» SET TASKS:
a) Reproduce the passage of the Coco Lom interview from "For THE SOAK UP episode" to "Lom known for?" word for word.
b) How many lines of the rows contain the string "parking"? Reply with the number alone.

» ARTICLE:
— start —
Coco Lom Venus & the Cat interview

The Coco Lom interview: THE SOAK UP #11

For THE SOAK UP episode 11 from Venus & the Cat we got the chance to interview stunning visual artist Coco Lom.

Who is Coco Lom?
Coco is an artist and designer based in Hackney, East London.

What is Coco Lom known for?
Coco describes herself as a "pattern seeker, colour lover, shadow chaser and stripe enthusiast." 

Where can I buy artwork by Coco Lom?
You can find Coco's available work at her website here

The Coco Lom interview: THE SOAK UP #11:

VATC: What life experiences have informed your style?
Coco Lom: I’m a pattern-seeker, colour-lover, shadow-chaser and stripe enthusiast. At the age of 10, I discovered I was dyslexic, which I now regard as a blessing. I love it. I’ve always seen the world through the lens of shapes and patterns. When I was a kid, I used to point out all the different stripes and patterns I could see to my mum… and all these years later I’m still searching! When I look at something, I make sense of it by breaking it down and deconstructing it into its smaller parts, and I think I partly owe this to my dyslexia. I notice beauty in really mundane and overlooked spaces. Every day we pass so many amazing shadows and patterns, but forget to appreciate them. The quiet details in our everyday lives often become the starting points and inspiration for my illustrations. I think that if we all put our pattern goggles on, we would discover the most incredible new world.

VATC: I read about you inheriting your nan’s photography book. Is there anyone else in your family who has had an influence on your art?
Coco Lom: Yes, such an amazing book. My grandma Dina was Swiss and had a great love for arts and culture. She’d built a wonderful collection of books over her life and very generously left them to me. That book is a particular favourite. It has pages and pages of black & white photography, with each page dedicated to one particular focus. The book has one page full of streetlamps, another with door numbers, then a page of road markings. I guess it’s a bit like a picture library. I’m lucky to come from a family with a wide interest in the arts – from theatre and pottery, to writing and film (my grandpa was a film actor!). I have fond memories as a kid of going to exhibitions, watching unusual art films and just making things all the time. We had a great ‘crafts corner’ in our kitchen.

Coco Lom Pattern Photography

VATC: Is there anyone you particularly like to make proud with your work?
Coco Lom: I think I make my work because it makes me happy (and hopefully others, too) and I want to change the way people look at the world. I'm hoping to open your eyes to all the patterns, shapes and colours around us and help us celebrate the small details we might not normally notice.

VATC: Have your parents kept any of your school art? And if so, what was it?
Coco Lom: My Mum still has a drawing of a mushroom pinned on the kitchen cupboard. I coloured it with crayons when I was aged five. Bit mad but it makes her happy!

VATC: You’re a multi-disciplinarian artist – do you have a particular medium you prefer to work in?
— end —
» DATA SHOWN:
— start —
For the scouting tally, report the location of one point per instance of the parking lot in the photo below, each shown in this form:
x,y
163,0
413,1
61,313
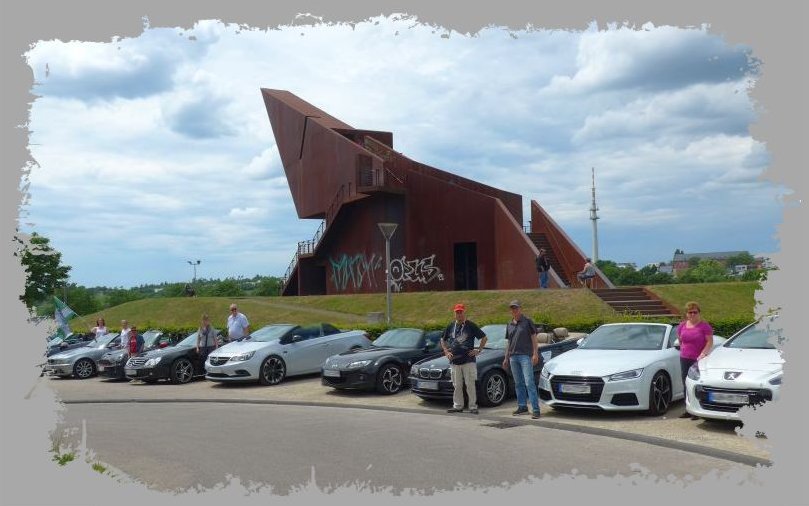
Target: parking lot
— end —
» RESPONSES FOR EACH TASK:
a)
For THE SOAK UP episode 11 from Venus & the Cat we got the chance to interview stunning visual artist Coco Lom.

Who is Coco Lom?
Coco is an artist and designer based in Hackney, East London.

What is Coco Lom known for?

b) 2